* [Фрагмент текста]
____________

В тюрьму с сумой

Ирина Ковальчук Аграфена
Есть такая поговорка – от тюрьмы и от сумы не зарекайся. Да, имеется… и такая.
Что и говорить… это не просто неприятности – это беда. Но вот уже всё случилось – и Приговор прозвучал в зале суда, и этапные мероприятия произошли и человек уже там – осуждённый. Исправительно-трудовая колония. 
Я не буду здесь говорить о всех и вся… Возьмём не средне-статистическую единицу, а достаточно молодого человека в возрасте 25 лет, впервые получившего лишение свободы. Кроме того — не женатого, не имеющего детей. И срок назначенного наказания — пять лет в колонии общего режима. Наказание было вынесено заслуженное – никто этого и не оспаривает.
И началась другая не жизнь — с понедельника до понедельника. Нет, речь пойдёт не о буднях осуждённого в колонии, про это много говорится и пишется, даже кинофильмы и сериалы есть – я про другое — о родственниках осуждённого.
После Приговора осуждённый не перестал был чьим-то сыном, братом, внуком, любимым… Возьмём самое главное для человека — что бы не потерять человеческого достоинства одного желания встать на путь истинный душе заблудшей, надо иметь связь с родственниками. Я, прежде всего, имею маму, которая всё понимает, но имеет сына в колонии. Вон он – тот, порой, единственный, а порой и самый близкий человек для осуждённого, и как бы не сложились обстоятельства, мама становится ещё ближе и родней, так как пришла беда, и больше никто не поможет. Девушки и жёны могут покинуть и бросить всё, уйти от всего происходящего, мама не может.
Такое не с каждым случается, но матери, не ставшие осуждёнными, хлебают «прелести» наказания и для себя, и не ложкой – половником.
В соответствии с Законом, осуждённый имеет право в течение года (!) получить шесть посылок (20 кг), шесть краткосрочных свиданий (4 часа), четыре длительных свидания, отправлять и получать письма в неограниченном количестве. По желанию, длительные свидания, могут быть заменены на телефонные переговоры (по Заявлению осуждённого).
Так вот — случилось у моей дальней родственницы, единственный сын осуждён. Сын не муж, развода не будет. И я, как ставшая близким человеком, в сложившейся ситуации с родственницей, оказалась не просто свидетелем – очевидцем.

____________

* [Выдержки из записей]
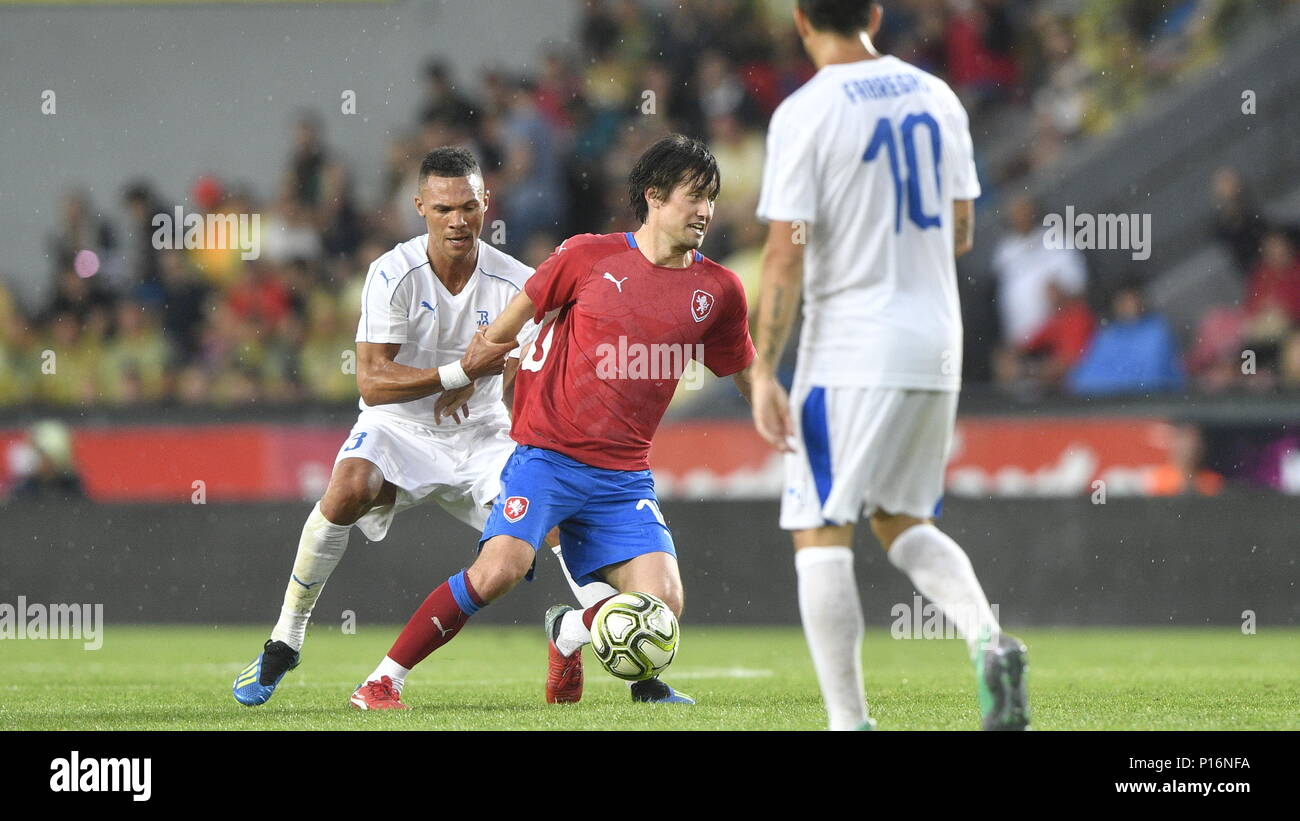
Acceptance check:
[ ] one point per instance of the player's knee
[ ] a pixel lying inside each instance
(499, 567)
(889, 526)
(675, 600)
(350, 494)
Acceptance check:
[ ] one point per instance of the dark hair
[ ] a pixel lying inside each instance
(844, 17)
(449, 161)
(672, 161)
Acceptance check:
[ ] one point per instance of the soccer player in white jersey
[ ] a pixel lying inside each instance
(869, 194)
(423, 303)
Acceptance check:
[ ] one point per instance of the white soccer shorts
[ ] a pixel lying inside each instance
(459, 468)
(861, 450)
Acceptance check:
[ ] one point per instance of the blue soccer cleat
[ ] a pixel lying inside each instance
(654, 691)
(258, 681)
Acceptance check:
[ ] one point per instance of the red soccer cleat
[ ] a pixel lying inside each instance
(377, 695)
(563, 674)
(563, 677)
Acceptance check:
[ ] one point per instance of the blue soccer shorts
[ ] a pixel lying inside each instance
(605, 516)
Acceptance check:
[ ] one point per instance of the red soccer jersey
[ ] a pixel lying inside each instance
(605, 366)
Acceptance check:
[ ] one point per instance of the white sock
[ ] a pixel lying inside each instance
(319, 551)
(586, 594)
(943, 573)
(393, 670)
(833, 625)
(573, 633)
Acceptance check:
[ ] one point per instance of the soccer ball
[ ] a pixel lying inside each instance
(635, 635)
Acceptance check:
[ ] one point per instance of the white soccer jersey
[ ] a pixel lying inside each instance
(870, 156)
(404, 303)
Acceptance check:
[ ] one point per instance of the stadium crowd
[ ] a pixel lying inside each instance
(130, 322)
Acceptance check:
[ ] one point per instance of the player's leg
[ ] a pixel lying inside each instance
(502, 564)
(355, 485)
(833, 626)
(820, 482)
(568, 629)
(905, 487)
(564, 677)
(620, 538)
(941, 572)
(536, 494)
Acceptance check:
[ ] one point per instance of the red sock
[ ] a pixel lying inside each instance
(436, 622)
(588, 615)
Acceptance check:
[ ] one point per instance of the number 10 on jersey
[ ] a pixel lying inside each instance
(908, 187)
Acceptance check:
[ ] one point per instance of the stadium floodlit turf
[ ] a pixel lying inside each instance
(178, 678)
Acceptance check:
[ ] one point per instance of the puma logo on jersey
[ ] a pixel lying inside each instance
(701, 304)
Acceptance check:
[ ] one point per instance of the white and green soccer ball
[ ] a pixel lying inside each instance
(635, 635)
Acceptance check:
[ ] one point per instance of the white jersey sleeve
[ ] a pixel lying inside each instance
(789, 170)
(385, 305)
(527, 334)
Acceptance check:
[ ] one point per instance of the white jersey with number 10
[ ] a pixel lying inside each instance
(867, 159)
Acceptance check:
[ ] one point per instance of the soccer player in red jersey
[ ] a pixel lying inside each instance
(584, 415)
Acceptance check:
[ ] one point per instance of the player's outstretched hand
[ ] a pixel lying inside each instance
(772, 413)
(484, 359)
(454, 404)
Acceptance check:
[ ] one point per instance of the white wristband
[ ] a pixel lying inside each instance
(453, 376)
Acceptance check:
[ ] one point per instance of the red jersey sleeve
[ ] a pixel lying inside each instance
(728, 347)
(555, 282)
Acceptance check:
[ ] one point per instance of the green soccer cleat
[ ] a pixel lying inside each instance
(1001, 670)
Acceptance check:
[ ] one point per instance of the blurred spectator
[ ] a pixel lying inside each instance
(1132, 353)
(1274, 283)
(260, 330)
(534, 196)
(141, 272)
(1236, 220)
(307, 163)
(443, 101)
(183, 296)
(1186, 472)
(83, 229)
(1041, 364)
(44, 465)
(1025, 266)
(20, 359)
(133, 365)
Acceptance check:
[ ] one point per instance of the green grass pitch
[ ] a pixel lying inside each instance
(745, 678)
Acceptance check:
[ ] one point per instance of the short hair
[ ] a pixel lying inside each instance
(843, 17)
(667, 164)
(449, 161)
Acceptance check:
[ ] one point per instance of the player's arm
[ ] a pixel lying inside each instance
(501, 337)
(507, 383)
(382, 381)
(963, 226)
(744, 381)
(778, 305)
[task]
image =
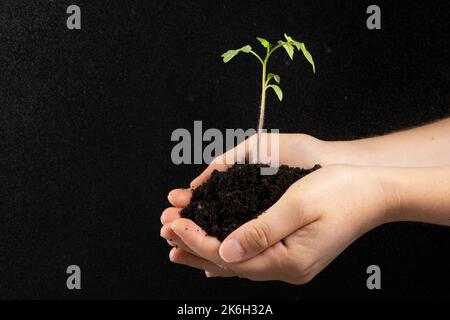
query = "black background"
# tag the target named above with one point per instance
(86, 118)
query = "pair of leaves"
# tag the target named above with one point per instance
(230, 54)
(264, 42)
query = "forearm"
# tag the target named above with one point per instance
(424, 146)
(418, 194)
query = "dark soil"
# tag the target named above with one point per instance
(229, 199)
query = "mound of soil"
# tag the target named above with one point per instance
(229, 199)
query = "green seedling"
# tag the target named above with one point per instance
(270, 80)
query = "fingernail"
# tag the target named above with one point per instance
(231, 250)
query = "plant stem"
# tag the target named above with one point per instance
(262, 108)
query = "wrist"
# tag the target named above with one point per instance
(419, 194)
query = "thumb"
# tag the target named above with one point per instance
(275, 224)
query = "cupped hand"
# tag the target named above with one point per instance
(312, 223)
(296, 150)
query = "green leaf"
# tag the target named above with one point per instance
(289, 49)
(264, 42)
(308, 56)
(274, 76)
(296, 43)
(230, 54)
(277, 90)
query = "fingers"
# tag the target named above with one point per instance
(207, 173)
(224, 161)
(280, 220)
(197, 240)
(180, 256)
(169, 215)
(180, 198)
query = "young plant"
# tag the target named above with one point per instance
(268, 79)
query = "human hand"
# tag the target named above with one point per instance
(312, 223)
(296, 150)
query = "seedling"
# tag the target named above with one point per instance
(268, 79)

____________

* [Ваши задания]
[a] Ответьте на вопросы по тексту о родственниках осуждённого.
(i) Сколько лет молодому человеку, которого рассматривает автор?
(ii) Какое наказание ему назначено?
(iii) Сколько краткосрочных свиданий в год положено осуждённому по Закону и какова их длительность?
[b] Объясните одним–тремя предложениями, почему, согласно тексту о родственниках осуждённого, мама становится для него ещё ближе и родней.
[c] Перепишите дословно отрывок из текста о родственниках осуждённого: от слов "После Приговора осуждённый" до слов "ложкой – половником." включительно.

* [Ответы]
[a]
(i) 25 лет.
(ii) Пять лет в колонии общего режима.
(iii) Шесть краткосрочных свиданий по 4 часа.

[b] Пришла беда, и больше никто не поможет. Девушки и жёны могут покинуть осуждённого и уйти от всего происходящего, а мама не может.

[c]
После Приговора осуждённый не перестал был чьим-то сыном, братом, внуком, любимым… Возьмём самое главное для человека — что бы не потерять человеческого достоинства одного желания встать на путь истинный душе заблудшей, надо иметь связь с родственниками. Я, прежде всего, имею маму, которая всё понимает, но имеет сына в колонии. Вон он – тот, порой, единственный, а порой и самый близкий человек для осуждённого, и как бы не сложились обстоятельства, мама становится ещё ближе и родней, так как пришла беда, и больше никто не поможет. Девушки и жёны могут покинуть и бросить всё, уйти от всего происходящего, мама не может.
Такое не с каждым случается, но матери, не ставшие осуждёнными, хлебают «прелести» наказания и для себя, и не ложкой – половником.